→ What is needed: Reproduce exactly the lines below, starting with the line that contains "If you could mark the black boot" and ending with the last line of the records, both included, and nothing else.

→ The input:

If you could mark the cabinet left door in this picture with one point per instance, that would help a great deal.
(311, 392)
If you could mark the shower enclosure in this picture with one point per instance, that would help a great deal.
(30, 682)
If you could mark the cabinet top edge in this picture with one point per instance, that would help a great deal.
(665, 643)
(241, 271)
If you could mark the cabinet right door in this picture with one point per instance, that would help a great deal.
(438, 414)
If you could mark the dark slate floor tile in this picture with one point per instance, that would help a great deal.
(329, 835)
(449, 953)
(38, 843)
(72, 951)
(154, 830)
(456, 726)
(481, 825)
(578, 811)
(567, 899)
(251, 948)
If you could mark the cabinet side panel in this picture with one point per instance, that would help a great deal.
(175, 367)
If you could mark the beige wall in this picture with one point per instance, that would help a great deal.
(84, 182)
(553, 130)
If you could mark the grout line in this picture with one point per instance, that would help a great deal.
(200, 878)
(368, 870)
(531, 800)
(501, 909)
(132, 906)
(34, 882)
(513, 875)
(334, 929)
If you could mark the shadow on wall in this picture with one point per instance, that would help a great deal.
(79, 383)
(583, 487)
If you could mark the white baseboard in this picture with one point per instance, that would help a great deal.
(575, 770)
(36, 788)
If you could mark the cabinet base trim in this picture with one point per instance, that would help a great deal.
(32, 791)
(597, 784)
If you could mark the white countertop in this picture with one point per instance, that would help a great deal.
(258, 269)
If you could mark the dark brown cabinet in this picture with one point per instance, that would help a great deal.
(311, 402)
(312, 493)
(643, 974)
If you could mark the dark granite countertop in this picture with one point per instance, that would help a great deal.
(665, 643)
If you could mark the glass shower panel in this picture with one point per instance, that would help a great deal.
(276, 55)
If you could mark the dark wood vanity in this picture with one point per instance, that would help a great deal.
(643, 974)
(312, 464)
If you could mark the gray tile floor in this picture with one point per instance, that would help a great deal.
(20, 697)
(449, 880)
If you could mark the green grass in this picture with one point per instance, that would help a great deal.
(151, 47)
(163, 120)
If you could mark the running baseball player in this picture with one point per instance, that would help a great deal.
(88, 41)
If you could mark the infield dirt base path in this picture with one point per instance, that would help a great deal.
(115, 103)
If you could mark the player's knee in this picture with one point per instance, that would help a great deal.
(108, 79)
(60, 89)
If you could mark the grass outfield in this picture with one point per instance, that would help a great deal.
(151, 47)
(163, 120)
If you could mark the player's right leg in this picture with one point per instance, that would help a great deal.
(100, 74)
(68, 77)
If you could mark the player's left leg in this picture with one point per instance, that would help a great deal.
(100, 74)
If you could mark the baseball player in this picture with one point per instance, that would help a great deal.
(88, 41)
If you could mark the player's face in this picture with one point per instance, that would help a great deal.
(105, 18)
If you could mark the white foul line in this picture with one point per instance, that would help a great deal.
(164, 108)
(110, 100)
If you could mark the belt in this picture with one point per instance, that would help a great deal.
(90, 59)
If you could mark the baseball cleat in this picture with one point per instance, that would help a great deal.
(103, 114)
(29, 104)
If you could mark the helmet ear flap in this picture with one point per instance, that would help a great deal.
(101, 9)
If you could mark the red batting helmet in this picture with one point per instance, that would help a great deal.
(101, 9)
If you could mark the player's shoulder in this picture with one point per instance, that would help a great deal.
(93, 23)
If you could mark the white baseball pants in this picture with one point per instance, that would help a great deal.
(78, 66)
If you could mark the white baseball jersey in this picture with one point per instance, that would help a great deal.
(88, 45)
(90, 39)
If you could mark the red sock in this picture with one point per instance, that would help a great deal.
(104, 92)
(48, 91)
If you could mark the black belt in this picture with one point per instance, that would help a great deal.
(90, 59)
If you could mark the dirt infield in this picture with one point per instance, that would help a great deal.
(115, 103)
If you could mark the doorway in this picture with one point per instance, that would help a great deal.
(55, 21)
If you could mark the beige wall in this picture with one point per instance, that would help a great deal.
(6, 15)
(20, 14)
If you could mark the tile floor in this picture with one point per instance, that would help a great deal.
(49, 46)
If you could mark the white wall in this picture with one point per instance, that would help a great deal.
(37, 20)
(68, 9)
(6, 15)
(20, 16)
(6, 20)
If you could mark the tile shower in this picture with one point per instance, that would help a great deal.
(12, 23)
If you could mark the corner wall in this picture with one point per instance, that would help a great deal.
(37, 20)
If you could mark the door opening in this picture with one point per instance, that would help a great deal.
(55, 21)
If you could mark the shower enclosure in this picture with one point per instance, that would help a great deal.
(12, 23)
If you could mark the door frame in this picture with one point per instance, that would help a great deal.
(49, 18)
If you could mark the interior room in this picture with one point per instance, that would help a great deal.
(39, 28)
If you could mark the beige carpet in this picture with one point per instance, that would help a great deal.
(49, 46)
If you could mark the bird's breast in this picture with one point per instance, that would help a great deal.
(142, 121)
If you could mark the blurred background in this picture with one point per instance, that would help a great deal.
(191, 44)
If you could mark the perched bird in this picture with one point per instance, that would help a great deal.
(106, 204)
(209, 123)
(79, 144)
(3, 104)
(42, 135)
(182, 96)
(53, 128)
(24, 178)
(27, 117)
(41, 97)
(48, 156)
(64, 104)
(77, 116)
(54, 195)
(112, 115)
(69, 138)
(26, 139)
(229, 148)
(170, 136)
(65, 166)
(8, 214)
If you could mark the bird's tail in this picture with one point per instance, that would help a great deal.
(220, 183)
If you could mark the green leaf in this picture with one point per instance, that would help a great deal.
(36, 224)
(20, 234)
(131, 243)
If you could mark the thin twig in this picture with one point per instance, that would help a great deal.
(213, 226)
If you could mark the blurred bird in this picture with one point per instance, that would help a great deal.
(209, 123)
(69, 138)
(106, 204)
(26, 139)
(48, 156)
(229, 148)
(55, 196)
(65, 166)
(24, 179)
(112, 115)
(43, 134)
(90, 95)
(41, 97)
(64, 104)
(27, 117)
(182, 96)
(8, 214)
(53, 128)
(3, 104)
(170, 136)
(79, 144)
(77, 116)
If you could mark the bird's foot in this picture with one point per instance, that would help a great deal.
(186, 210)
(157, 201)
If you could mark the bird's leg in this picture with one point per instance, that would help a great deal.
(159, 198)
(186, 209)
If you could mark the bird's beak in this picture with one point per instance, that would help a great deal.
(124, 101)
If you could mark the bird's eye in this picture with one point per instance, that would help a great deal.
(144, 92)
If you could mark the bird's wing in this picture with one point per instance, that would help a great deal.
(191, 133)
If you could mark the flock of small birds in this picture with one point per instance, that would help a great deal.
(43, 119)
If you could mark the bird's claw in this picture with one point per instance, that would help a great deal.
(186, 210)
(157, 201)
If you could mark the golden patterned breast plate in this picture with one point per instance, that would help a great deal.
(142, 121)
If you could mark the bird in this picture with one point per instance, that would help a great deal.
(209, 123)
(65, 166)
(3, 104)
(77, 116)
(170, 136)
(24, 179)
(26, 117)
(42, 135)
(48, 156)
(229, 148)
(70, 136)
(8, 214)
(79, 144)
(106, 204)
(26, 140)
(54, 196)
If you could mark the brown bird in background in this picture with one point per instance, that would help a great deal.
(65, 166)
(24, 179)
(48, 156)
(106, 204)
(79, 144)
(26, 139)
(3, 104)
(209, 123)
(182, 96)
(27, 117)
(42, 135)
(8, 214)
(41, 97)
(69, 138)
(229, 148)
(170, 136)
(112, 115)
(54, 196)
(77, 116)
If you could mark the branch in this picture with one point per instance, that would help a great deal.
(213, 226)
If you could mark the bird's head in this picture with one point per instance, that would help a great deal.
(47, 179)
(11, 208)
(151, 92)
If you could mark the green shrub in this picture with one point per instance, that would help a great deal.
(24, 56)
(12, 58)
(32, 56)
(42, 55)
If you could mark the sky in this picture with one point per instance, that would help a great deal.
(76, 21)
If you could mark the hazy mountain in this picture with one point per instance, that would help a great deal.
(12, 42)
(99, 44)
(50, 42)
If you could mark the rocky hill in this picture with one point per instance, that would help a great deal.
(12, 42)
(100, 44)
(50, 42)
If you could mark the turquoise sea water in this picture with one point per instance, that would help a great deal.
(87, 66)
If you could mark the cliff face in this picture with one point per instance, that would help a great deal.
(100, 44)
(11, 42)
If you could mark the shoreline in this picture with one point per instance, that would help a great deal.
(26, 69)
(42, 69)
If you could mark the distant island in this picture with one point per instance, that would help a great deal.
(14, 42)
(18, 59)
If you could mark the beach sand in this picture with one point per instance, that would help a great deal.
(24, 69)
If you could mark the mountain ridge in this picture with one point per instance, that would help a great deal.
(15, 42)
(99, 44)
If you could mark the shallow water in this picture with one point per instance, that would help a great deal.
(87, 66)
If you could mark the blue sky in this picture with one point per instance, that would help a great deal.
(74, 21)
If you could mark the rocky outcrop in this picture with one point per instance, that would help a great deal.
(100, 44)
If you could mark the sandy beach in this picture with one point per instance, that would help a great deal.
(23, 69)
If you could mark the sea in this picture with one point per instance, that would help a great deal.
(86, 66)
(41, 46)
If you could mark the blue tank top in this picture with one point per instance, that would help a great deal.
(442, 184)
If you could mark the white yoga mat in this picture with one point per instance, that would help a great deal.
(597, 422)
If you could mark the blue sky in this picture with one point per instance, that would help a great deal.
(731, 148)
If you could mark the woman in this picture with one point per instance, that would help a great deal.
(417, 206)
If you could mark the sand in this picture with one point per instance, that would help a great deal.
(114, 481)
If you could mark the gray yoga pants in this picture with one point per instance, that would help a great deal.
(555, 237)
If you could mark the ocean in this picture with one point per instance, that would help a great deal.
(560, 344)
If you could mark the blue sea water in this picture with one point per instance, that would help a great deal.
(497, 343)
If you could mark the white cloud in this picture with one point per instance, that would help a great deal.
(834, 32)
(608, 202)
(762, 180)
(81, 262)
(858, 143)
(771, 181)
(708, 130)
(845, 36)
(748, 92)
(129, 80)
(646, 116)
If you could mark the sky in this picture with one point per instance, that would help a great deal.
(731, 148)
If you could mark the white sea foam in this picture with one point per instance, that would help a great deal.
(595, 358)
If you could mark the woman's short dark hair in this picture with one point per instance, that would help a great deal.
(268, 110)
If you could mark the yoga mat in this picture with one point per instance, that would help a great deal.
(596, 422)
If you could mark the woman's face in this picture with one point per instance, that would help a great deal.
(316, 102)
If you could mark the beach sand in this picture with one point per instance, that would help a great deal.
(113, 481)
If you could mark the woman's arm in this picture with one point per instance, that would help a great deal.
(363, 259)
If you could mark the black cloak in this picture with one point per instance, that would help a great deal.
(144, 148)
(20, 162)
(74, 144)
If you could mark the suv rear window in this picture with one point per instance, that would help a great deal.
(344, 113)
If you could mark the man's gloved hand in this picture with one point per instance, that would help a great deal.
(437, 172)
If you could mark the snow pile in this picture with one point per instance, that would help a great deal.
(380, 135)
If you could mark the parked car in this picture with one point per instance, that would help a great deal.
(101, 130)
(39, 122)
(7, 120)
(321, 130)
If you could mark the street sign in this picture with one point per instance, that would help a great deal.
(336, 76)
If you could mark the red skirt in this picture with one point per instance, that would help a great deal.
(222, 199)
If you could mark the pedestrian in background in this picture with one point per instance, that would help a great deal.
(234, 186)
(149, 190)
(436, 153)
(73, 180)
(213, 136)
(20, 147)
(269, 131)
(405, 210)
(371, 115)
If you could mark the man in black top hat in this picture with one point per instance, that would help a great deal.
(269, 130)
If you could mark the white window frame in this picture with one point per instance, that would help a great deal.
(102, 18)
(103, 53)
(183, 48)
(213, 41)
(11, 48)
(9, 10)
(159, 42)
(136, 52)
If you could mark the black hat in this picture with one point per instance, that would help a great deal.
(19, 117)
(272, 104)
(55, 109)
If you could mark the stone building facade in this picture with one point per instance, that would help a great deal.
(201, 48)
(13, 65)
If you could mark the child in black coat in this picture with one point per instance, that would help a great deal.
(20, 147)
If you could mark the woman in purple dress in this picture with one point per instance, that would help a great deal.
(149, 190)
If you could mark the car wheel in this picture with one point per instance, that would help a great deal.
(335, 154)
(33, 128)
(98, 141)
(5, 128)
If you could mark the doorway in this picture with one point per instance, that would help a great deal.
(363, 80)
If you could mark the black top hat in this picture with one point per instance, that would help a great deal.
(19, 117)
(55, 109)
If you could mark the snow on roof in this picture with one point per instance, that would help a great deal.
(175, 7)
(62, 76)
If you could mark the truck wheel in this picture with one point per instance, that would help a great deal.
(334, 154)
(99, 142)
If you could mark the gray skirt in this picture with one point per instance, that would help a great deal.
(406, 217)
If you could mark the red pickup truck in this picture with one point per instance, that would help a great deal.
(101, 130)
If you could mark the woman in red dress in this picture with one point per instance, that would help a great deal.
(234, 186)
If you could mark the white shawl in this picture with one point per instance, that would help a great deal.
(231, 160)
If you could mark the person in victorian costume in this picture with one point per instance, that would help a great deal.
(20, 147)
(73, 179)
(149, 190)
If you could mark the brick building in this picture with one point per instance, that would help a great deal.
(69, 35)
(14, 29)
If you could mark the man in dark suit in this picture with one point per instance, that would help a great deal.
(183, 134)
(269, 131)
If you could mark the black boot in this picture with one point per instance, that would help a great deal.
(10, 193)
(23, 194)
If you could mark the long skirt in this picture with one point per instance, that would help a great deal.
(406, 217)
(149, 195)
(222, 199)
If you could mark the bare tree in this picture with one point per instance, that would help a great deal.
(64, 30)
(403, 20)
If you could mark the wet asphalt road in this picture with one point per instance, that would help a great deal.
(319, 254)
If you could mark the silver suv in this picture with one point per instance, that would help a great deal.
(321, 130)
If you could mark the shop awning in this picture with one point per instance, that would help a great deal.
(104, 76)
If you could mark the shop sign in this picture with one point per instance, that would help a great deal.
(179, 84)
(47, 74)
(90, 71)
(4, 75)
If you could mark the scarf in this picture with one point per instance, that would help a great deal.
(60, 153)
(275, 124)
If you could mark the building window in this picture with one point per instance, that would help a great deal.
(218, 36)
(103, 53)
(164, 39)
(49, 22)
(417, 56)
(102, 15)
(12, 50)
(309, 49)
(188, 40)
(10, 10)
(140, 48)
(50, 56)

→ Completed exercise:
If you could mark the black boot in this picture with one point per instance, that would help a great deal.
(10, 193)
(23, 194)
If you could mark the long skirt in this picture with one point per instance, that would help a great deal.
(406, 217)
(149, 195)
(222, 199)
If you could mark the bare tree in this picture with one point per instance, that would help a great deal.
(64, 30)
(403, 20)
If you could mark the wet asphalt road in this picture with one point per instance, that would help a great deal.
(319, 254)
If you could mark the silver suv in this picture with one point per instance, that would help a great deal.
(321, 130)
If you could mark the shop awning in this picture with one point per instance, that would help a great deal.
(104, 76)
If you could mark the shop sign in this picture with one point per instance, that would help a great deal.
(179, 84)
(47, 74)
(90, 71)
(4, 75)
If you could mark the scarf in this picture with one point per instance, that would help a great deal.
(60, 153)
(275, 124)
If you could mark the building window in this picture with one point per instance, that would help a great deal.
(218, 36)
(103, 53)
(164, 39)
(49, 22)
(417, 56)
(102, 15)
(12, 50)
(309, 49)
(188, 40)
(10, 10)
(140, 48)
(50, 56)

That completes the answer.